§ **SHORT EXERCISE**
Express the lines below as a JSON list of strings, one string per line, omitting blank lines.

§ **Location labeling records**
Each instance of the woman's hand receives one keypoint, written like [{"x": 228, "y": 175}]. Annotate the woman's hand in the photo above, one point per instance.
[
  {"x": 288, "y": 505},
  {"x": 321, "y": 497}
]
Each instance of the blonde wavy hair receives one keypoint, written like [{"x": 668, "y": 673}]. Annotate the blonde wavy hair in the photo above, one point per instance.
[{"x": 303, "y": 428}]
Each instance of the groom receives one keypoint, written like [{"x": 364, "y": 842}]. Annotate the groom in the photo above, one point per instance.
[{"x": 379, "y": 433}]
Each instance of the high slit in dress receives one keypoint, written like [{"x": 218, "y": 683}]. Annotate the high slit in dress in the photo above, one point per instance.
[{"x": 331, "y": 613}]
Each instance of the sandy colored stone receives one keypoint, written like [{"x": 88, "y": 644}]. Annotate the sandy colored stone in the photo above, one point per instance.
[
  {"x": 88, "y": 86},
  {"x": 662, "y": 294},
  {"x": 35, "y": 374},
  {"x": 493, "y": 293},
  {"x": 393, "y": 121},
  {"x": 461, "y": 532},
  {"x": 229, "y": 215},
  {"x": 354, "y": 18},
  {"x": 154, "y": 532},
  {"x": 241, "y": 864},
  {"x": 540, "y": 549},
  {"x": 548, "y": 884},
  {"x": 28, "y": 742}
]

§ **SOLUTION TO THE EXERCISE**
[
  "Each instance of the woman's hand receives one keypoint, written like [{\"x\": 228, \"y\": 175}]. Annotate the woman's hand in the photo above, one point per instance.",
  "[",
  "  {\"x\": 288, \"y\": 505},",
  "  {\"x\": 321, \"y\": 497}",
  "]",
  "Each instance of the blonde wavy hair receives one keypoint, written like [{\"x\": 668, \"y\": 673}]. Annotate the blonde wavy hair in the photo above, one point per instance.",
  "[{\"x\": 303, \"y\": 428}]",
  "Each instance of the groom receives one keypoint, written like [{\"x\": 364, \"y\": 842}]. Annotate the groom in the photo above, one point per instance.",
  "[{\"x\": 379, \"y\": 433}]",
  "Each instance of the high slit in dress receives one keypoint, written like [{\"x\": 218, \"y\": 683}]. Annotate the high slit in dress in the photo above, one point per instance.",
  "[{\"x\": 331, \"y\": 613}]",
  "Each instance of the sandy colored stone receives one keypoint, written like [{\"x\": 88, \"y\": 644}]. Annotate the sandy colored stone in the photo above, one point per instance.",
  "[",
  "  {\"x\": 88, \"y\": 86},",
  "  {\"x\": 662, \"y\": 294},",
  "  {\"x\": 35, \"y\": 374},",
  "  {\"x\": 493, \"y\": 293},",
  "  {\"x\": 393, \"y\": 121},",
  "  {\"x\": 461, \"y\": 532},",
  "  {\"x\": 229, \"y\": 215},",
  "  {\"x\": 354, \"y\": 18},",
  "  {\"x\": 154, \"y\": 532},",
  "  {\"x\": 241, \"y\": 864},",
  "  {\"x\": 540, \"y\": 549},",
  "  {\"x\": 548, \"y\": 884},",
  "  {\"x\": 28, \"y\": 742}",
  "]"
]